Region annotation items
-*-

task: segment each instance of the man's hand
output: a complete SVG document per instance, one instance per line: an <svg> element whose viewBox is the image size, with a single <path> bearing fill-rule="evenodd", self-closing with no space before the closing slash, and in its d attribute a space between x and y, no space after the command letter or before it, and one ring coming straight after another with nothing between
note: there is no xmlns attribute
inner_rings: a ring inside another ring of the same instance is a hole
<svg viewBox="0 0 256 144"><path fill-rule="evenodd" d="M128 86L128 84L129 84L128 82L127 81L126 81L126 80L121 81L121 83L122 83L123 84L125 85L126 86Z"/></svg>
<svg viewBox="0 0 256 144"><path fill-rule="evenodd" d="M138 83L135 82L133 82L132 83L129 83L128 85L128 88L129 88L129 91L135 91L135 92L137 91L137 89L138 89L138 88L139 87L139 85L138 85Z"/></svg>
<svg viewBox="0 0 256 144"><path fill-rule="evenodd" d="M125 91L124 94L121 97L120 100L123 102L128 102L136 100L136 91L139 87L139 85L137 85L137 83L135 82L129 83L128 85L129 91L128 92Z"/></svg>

-*-

Word for word, restate all of the data shown above.

**Completed task:**
task: segment each instance of the man's hand
output: a complete SVG document per instance, one instance per line: an <svg> element whose viewBox is the image size, with a single <path> bearing fill-rule="evenodd", self-closing with no space before the closing slash, and in its d attribute a space between x and y, no space after the command letter or before it, and one ring coming straight after another with nothing between
note: there is no xmlns attribute
inner_rings: a ring inside another ring of the same instance is a hole
<svg viewBox="0 0 256 144"><path fill-rule="evenodd" d="M128 86L128 84L129 84L128 82L127 81L126 81L126 80L121 81L121 83L122 83L123 84L125 85L126 86Z"/></svg>
<svg viewBox="0 0 256 144"><path fill-rule="evenodd" d="M138 83L135 82L133 82L132 83L129 83L128 85L128 88L129 88L129 91L135 91L135 92L137 91L137 89L138 89L138 88L139 87L139 85L138 85Z"/></svg>
<svg viewBox="0 0 256 144"><path fill-rule="evenodd" d="M125 91L124 94L121 97L120 100L123 102L128 102L136 100L136 91L139 87L139 85L137 85L137 83L135 82L129 83L128 85L129 91L128 92Z"/></svg>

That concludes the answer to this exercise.